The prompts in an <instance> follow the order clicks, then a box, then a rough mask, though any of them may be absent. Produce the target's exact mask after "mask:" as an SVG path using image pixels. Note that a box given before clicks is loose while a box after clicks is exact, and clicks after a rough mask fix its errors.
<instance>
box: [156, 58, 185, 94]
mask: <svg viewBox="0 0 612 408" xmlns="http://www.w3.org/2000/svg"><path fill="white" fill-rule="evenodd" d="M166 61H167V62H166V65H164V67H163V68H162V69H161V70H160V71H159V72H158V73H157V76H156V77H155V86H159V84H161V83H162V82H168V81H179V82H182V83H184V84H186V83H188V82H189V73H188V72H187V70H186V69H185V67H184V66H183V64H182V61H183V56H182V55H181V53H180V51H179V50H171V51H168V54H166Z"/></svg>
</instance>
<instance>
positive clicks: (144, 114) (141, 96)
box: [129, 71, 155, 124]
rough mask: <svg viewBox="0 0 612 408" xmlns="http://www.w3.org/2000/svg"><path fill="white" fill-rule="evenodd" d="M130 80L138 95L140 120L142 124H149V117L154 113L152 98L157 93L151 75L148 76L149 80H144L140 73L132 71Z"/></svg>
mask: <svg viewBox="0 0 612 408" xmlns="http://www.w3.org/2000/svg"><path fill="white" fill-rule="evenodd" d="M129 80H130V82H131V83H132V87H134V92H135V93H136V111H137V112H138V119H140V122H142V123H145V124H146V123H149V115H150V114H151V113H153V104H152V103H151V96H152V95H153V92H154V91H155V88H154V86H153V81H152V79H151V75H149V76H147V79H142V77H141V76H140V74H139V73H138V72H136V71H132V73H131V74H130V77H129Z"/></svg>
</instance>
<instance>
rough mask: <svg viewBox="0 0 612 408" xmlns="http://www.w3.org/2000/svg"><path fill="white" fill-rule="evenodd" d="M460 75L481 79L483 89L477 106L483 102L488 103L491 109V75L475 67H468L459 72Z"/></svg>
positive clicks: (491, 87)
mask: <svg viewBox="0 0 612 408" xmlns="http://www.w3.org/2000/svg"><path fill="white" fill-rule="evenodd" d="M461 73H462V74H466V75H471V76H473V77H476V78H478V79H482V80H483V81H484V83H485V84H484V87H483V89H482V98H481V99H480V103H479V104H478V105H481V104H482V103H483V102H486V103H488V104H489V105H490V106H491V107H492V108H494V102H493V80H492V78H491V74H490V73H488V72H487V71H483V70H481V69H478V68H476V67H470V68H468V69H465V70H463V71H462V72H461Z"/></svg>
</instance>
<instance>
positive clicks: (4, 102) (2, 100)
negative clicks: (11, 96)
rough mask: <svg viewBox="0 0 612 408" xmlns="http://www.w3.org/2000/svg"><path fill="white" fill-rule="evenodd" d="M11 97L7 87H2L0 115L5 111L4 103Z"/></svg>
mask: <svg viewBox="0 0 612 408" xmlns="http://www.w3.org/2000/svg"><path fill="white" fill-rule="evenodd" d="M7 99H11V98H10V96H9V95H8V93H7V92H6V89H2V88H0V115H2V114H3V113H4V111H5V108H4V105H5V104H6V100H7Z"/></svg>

◇ ◇ ◇

Your instructions: Every entry must appear in the answer, reproduced exactly.

Answer to this problem:
The prompts in an <instance> follow the order clicks, then a box, then a rough mask, though any of them may be absent. Produce the target's exact mask after "mask:" as an SVG path using image pixels. Note that a box given before clicks is loose while a box after clicks is exact, and clicks after a rough mask fix its errors.
<instance>
box: [156, 58, 185, 94]
mask: <svg viewBox="0 0 612 408" xmlns="http://www.w3.org/2000/svg"><path fill="white" fill-rule="evenodd" d="M166 61H167V62H166V65H164V67H163V68H162V69H161V70H160V71H159V72H158V73H157V76H156V77H155V86H159V84H161V83H162V82H168V81H179V82H182V83H184V84H186V83H188V82H189V73H188V72H187V70H186V69H185V67H184V66H183V64H182V61H183V56H182V55H181V53H180V51H179V50H171V51H168V54H166Z"/></svg>
</instance>
<instance>
positive clicks: (144, 114) (141, 96)
box: [129, 71, 155, 124]
rough mask: <svg viewBox="0 0 612 408" xmlns="http://www.w3.org/2000/svg"><path fill="white" fill-rule="evenodd" d="M130 80L138 95L140 120L142 124H149V117L154 113L152 98L157 93L151 75L148 76L149 80H144L140 73L132 71Z"/></svg>
mask: <svg viewBox="0 0 612 408" xmlns="http://www.w3.org/2000/svg"><path fill="white" fill-rule="evenodd" d="M129 80H130V82H131V83H132V87H134V92H135V93H136V111H137V112H138V119H140V122H142V123H145V124H146V123H149V115H150V114H151V113H153V104H152V103H151V96H152V95H153V92H154V91H155V88H154V86H153V81H152V79H151V75H149V76H147V79H142V77H141V76H140V74H139V73H138V72H136V71H132V73H131V74H130V77H129Z"/></svg>
</instance>
<instance>
rough mask: <svg viewBox="0 0 612 408" xmlns="http://www.w3.org/2000/svg"><path fill="white" fill-rule="evenodd" d="M460 75L481 79L483 89L477 106L483 102L488 103L491 109V75L475 67H468L459 72Z"/></svg>
positive clicks: (491, 87)
mask: <svg viewBox="0 0 612 408" xmlns="http://www.w3.org/2000/svg"><path fill="white" fill-rule="evenodd" d="M461 73H462V74H466V75H471V76H473V77H476V78H478V79H482V80H483V81H484V83H485V84H484V87H483V89H482V98H481V99H480V103H479V104H478V105H481V104H482V103H483V102H486V103H488V104H489V105H490V106H491V107H492V108H494V102H493V80H492V78H491V74H490V73H488V72H487V71H483V70H481V69H478V68H476V67H470V68H468V69H465V70H463V71H462V72H461Z"/></svg>
</instance>
<instance>
positive clicks: (4, 102) (2, 100)
negative clicks: (11, 96)
rough mask: <svg viewBox="0 0 612 408" xmlns="http://www.w3.org/2000/svg"><path fill="white" fill-rule="evenodd" d="M11 97L7 87H2L0 115L5 111L4 103Z"/></svg>
mask: <svg viewBox="0 0 612 408" xmlns="http://www.w3.org/2000/svg"><path fill="white" fill-rule="evenodd" d="M7 99H11V98H10V96H9V95H8V93H7V92H6V89H2V88H0V115H2V114H3V113H4V111H5V108H4V105H5V104H6V100H7Z"/></svg>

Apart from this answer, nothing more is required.